═══ Dataset records

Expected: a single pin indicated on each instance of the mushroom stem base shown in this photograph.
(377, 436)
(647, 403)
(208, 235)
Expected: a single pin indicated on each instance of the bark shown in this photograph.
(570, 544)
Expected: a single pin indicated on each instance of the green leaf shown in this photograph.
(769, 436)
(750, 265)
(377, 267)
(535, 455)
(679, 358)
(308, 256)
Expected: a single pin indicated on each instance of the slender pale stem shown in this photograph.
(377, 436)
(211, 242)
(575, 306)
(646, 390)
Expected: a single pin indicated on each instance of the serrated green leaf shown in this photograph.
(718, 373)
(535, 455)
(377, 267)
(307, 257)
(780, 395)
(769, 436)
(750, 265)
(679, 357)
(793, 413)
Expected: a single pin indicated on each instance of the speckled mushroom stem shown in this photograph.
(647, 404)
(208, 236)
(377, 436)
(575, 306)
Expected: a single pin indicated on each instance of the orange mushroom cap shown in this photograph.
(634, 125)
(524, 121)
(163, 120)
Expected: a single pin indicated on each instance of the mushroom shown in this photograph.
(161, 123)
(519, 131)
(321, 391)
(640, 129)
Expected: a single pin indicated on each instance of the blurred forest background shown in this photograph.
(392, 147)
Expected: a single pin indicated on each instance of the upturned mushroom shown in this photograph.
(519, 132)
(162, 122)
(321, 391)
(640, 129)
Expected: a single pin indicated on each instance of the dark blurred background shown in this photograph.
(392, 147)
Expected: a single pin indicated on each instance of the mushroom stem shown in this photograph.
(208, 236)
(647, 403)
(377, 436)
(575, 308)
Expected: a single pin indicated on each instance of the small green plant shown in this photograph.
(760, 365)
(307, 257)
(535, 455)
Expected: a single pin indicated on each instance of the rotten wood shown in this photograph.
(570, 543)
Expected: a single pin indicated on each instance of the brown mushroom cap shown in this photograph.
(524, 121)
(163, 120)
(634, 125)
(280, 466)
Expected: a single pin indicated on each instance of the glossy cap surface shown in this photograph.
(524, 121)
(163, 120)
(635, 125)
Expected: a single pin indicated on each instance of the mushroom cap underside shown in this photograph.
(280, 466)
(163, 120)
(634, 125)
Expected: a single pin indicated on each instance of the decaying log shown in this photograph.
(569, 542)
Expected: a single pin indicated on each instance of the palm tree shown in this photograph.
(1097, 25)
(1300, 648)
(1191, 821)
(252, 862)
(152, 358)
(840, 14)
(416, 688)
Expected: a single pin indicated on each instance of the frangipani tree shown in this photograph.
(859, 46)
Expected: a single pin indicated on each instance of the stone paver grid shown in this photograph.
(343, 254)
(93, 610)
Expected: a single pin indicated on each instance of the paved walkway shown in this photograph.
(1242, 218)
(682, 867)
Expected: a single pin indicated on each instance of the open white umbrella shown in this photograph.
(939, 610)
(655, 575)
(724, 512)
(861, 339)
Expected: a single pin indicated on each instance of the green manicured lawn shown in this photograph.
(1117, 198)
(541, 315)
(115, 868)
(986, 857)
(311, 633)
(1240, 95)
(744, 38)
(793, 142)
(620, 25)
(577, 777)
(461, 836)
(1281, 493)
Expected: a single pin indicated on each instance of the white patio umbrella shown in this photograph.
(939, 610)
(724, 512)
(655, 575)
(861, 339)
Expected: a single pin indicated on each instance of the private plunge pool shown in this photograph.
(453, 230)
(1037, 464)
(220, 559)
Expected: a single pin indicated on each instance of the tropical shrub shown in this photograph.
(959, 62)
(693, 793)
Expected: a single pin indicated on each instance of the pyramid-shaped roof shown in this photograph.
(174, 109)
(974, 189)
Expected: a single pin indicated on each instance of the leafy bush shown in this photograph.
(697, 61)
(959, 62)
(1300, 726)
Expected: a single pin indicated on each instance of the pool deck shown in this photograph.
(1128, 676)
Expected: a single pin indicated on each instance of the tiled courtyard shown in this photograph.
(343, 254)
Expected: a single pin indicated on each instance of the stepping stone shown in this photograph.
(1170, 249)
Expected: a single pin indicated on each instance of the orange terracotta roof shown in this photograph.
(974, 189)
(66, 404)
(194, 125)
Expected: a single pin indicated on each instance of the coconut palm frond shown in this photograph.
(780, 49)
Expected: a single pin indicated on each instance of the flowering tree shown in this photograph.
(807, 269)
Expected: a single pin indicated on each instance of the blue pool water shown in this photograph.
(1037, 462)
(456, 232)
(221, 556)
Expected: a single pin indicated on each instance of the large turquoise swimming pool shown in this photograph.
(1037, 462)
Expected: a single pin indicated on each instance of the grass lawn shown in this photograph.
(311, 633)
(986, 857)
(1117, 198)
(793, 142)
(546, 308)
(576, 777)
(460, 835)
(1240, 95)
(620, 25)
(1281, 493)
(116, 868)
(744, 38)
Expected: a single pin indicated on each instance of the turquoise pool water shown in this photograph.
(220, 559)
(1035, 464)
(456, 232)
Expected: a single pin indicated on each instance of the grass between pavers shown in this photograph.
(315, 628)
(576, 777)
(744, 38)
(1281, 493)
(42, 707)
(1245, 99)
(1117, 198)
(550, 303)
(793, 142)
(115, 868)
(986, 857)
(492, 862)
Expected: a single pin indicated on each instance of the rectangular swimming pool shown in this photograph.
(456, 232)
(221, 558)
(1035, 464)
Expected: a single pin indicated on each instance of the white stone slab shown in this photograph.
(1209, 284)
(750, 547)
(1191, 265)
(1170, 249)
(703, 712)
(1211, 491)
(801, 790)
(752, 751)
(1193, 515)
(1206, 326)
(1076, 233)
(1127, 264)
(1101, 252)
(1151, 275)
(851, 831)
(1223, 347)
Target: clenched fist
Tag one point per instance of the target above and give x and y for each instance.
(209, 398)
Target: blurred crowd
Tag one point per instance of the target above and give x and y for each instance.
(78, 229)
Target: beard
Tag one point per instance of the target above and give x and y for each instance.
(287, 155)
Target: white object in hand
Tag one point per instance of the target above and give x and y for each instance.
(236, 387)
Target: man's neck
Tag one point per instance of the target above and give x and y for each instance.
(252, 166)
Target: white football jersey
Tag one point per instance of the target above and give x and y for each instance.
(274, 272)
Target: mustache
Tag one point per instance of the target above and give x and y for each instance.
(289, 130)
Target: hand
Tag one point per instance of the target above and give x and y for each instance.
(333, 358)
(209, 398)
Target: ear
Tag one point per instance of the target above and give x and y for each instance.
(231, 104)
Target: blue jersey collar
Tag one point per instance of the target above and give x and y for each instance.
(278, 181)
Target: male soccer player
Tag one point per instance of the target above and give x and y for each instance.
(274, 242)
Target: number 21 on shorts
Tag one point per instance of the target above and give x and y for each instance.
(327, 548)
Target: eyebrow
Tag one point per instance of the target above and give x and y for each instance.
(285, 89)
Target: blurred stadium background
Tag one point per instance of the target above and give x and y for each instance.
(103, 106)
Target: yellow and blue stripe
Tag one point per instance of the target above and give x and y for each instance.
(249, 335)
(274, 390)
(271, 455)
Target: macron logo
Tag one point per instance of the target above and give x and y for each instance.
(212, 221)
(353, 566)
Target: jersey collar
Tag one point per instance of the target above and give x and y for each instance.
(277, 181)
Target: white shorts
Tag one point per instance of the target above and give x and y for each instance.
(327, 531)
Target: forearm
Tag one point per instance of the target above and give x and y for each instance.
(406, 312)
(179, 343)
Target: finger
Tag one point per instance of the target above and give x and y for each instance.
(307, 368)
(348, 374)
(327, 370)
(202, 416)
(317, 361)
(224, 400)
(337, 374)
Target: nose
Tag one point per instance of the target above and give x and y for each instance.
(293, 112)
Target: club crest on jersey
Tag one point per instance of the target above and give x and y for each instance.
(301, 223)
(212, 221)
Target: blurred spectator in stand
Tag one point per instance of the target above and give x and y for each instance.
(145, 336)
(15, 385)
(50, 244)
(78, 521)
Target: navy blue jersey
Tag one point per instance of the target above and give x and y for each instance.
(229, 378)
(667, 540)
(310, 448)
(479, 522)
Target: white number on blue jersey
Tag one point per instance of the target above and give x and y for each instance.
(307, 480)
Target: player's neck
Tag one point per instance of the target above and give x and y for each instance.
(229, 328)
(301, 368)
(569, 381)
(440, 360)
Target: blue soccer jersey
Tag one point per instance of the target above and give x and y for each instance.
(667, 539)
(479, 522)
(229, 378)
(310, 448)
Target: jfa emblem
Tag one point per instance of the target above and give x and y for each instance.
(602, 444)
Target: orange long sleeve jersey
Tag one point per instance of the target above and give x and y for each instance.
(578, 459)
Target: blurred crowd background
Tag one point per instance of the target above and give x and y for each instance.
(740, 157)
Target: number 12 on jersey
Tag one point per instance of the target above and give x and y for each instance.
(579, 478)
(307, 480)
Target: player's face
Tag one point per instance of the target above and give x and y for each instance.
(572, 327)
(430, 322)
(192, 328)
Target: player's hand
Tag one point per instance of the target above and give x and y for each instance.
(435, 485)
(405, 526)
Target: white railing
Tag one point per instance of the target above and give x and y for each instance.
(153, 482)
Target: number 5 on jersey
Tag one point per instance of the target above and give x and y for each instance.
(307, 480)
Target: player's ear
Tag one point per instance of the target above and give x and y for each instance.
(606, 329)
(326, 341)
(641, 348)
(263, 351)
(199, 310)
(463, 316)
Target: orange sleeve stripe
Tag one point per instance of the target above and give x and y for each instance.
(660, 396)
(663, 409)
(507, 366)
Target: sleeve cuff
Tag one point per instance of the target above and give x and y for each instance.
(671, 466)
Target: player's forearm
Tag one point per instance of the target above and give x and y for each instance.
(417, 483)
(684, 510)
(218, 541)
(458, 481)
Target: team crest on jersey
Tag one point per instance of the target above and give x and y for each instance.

══════

What to work on:
Scan the entries above for the word "forearm", then copy every line in which it occurs.

Exercise response:
Target: forearm
Target: player's forearm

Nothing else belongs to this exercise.